The data →

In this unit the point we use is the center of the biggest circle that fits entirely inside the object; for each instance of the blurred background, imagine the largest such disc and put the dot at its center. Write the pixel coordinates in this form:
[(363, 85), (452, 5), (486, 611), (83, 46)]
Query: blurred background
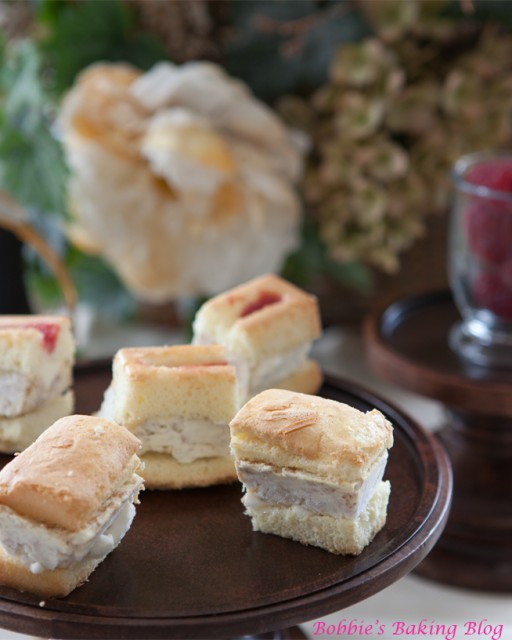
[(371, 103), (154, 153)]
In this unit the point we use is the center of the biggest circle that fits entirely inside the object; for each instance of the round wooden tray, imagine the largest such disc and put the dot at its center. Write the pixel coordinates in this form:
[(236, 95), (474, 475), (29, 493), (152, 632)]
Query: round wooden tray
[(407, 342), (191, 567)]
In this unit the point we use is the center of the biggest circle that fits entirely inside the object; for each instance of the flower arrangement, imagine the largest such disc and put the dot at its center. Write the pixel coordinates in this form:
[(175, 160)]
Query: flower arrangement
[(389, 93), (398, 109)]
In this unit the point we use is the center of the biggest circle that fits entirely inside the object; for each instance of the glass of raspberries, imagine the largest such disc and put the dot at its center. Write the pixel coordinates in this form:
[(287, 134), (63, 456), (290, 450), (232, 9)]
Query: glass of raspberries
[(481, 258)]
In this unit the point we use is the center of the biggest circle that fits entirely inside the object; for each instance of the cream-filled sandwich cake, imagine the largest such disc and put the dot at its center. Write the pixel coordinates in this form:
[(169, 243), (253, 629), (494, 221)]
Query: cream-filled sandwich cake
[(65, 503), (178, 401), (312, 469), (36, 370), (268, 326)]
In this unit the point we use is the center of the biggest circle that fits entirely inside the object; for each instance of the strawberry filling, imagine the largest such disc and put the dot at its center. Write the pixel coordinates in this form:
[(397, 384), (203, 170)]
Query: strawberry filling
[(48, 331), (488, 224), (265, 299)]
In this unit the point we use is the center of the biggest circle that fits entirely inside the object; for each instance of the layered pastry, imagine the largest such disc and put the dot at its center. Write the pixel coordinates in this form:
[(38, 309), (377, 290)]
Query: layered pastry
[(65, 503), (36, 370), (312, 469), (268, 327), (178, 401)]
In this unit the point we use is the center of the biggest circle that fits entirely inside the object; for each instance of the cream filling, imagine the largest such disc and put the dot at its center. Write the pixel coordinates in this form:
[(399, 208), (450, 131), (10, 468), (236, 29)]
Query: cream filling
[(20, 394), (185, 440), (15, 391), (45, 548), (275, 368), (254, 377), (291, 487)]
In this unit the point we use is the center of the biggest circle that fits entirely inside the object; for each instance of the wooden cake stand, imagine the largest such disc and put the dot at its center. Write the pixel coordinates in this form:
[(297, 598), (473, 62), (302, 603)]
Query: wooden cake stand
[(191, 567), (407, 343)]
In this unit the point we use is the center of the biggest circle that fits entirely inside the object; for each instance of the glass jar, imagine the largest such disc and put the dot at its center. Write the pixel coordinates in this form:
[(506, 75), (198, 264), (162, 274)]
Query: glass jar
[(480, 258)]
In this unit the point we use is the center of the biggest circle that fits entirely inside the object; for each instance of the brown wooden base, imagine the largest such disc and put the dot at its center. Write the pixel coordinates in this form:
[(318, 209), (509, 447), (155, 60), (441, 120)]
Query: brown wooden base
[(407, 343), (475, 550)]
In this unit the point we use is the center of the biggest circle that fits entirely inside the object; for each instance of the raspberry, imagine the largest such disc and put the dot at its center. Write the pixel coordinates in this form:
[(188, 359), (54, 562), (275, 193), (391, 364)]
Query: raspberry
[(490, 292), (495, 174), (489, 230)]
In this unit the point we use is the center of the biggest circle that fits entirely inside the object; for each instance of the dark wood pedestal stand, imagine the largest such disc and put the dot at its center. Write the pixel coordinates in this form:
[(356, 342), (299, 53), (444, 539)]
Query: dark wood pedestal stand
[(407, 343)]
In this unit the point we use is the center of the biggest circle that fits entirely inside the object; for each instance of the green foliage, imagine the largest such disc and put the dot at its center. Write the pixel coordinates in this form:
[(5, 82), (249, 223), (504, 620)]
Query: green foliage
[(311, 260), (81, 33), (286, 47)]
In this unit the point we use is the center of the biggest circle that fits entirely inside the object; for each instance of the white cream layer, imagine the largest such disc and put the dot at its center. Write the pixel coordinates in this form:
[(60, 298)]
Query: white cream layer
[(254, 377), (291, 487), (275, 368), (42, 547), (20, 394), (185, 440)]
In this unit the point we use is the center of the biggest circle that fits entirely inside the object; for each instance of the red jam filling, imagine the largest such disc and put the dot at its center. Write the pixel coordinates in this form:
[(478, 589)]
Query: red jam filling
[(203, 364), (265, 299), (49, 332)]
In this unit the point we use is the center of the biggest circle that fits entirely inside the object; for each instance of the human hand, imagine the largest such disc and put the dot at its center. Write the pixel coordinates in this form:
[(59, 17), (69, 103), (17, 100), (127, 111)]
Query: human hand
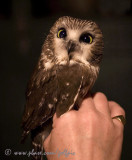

Exercise objective →
Reproduce every item above with "biggest circle" changed to "largest inscribed circle" wherever it occurs, keeping all other text identical. Omit the pictures from your output.

Answer to the problem →
In this unit the point we use is the center of the largest inscribed circle that fits entirely inside the object; for each instance of the blurred background, imagine the largest such disc and put the dot at its center. Write the pixel coordinates in this form:
[(363, 85), (452, 5), (486, 611), (83, 46)]
Query: blurred background
[(371, 103), (154, 153)]
In this unit the point we use is the center of the largest inscribed circle that fits entirely inside the object; for each instance of the round wooden tray, imagine the largest such disc and put the dot at its center. Write the pixel coordinates in this form:
[(236, 95), (474, 475), (29, 493), (152, 632)]
Query: round wooden tray
[(407, 342), (191, 567)]
In this unit the point we use is the center of the largest inscribed circle that fits entirely inside the object; for each instance of the flower arrangement, imagine the largest such disc and put the dot at its center. Write the pixel coordinates in this form:
[(175, 160)]
Query: flower arrangement
[(389, 93), (398, 109)]
In this unit the point we use is the center of the largest inscribed circle that fits entirely inside the object; for each instance of the glass of raspberries, imagine the largest such disc and put the dot at its center. Write the pixel coordinates in this form:
[(287, 134), (63, 456), (290, 450), (232, 9)]
Query: glass of raspberries
[(481, 258)]
In this unit the point we use is the center of the largest inscribed circle that fits entirely inside the object; for each instance of the cream-filled sandwich cake, imagine the largest such disc and put the dot at its center. Write the pixel coordinates in this form:
[(169, 243), (253, 629), (494, 221)]
Query: cream-filled sandwich cake
[(65, 503), (178, 401), (312, 469), (36, 370), (268, 326)]
In this unit the point we use is the center of the largest inscribed circle that fits entirely inside the object; for each instance of the strawberry filling, imagine the largest such disc and put the dot at its center. Write the pixel coordinates in this form:
[(397, 384), (203, 170)]
Query: strawberry filling
[(48, 331), (488, 224), (265, 299)]
In this unit the point we use is the center of the largest inscribed circle that fits entirely inside the object; for each instance of the layered pastry, imagine the largest such disc and put the dot at its center. Write the pixel coordinates in this form:
[(38, 309), (377, 290)]
Query: layered pastry
[(65, 503), (36, 370), (312, 469), (268, 327), (178, 401)]
In this unit the point we use is the center of the largest inscribed circle that fits entirely inside the object; for each instance of the cream filling, imagine the largest such disc and put the dot at its center. Write the pixel coordinates in this form:
[(399, 208), (450, 131), (10, 468), (236, 29)]
Query: cream filling
[(20, 394), (185, 440), (15, 391), (45, 548), (275, 368), (254, 377), (291, 487)]
In this unit the point we use is the center of the largest inscribed circle that fits entirely inside the object; for each instance of the wooden cake stand, imagine the largest such disc and put the dot at its center. Write the pixel coordinates in this form:
[(297, 598), (473, 62), (302, 603)]
Query: wooden cake stand
[(191, 567), (407, 343)]
In this unit the point we use is the center of the largest inscribed circle that fits entirely inside the object; for each instance of the glass jar, imagine the largest such disc and put the dot at its center. Write the pixel coordinates in this form:
[(506, 75), (198, 264), (162, 274)]
Query: glass jar
[(480, 258)]
In this unit the point we use is the center of the largest inscribed circle that fits entirely inside the object; for each instance of the brown wooden base, imagine the largest such disc and put the dot at its center. Write the pixel coordinates in this form:
[(318, 209), (509, 447), (155, 60), (441, 120)]
Query: brown wooden base
[(407, 343), (475, 550)]
In this unit the point we use is the center of the largest inscribed circle that fits entirely inside the object; for each instance of the raspberry, imagine the largest such disc and put the dot at its center. Write the pixel coordinates in this form:
[(188, 359), (54, 562), (275, 193), (391, 364)]
Query: raspberry
[(490, 292), (495, 174), (489, 230)]
In this unit the point we use is the center of the largest inscribed circle that fits entirely inside the object; for each instance of the dark wood pedestal stand, imagine the largest such disc and put the dot at its center. Write the pixel coordinates in this form:
[(356, 342), (299, 53), (444, 539)]
Query: dark wood pedestal stand
[(407, 343)]
In this unit the point we use is the center of the largest inscribed circle that fits entirely inside the object; for each instance of the green foliage, imagine the largest such disc and put the dot at its center. Write the pixel coordinates in this form:
[(5, 82), (249, 223), (504, 620)]
Query: green foliage
[(311, 260), (81, 33), (286, 47)]
In this unit the point we use is the center of the largest inscribed circle that fits entirely inside the object; for each instance of the white cream layer, imagine the largest such disc and put the dot at its center. Write the pixel coordinates in this form:
[(60, 298)]
Query: white cream layer
[(254, 377), (291, 487), (275, 368), (42, 547), (20, 394), (185, 440)]
In this unit the point we use is the center of the largest inscribed circle that fits entirely inside the object; for each instance of the red jam filling, imagine the largest such disc and put the dot at its center. Write the pixel coordinates in this form:
[(478, 589)]
Query: red jam filling
[(203, 364), (265, 299), (49, 332)]
In this unit the point we use is the center of the largest inscribed circle that fits entirely inside the object; for each instance of the human hand, imagine the largest such disc and put the dot at its center. Write the pixel coordinates in this form:
[(59, 17), (69, 103), (17, 100), (127, 111)]
Query: human hand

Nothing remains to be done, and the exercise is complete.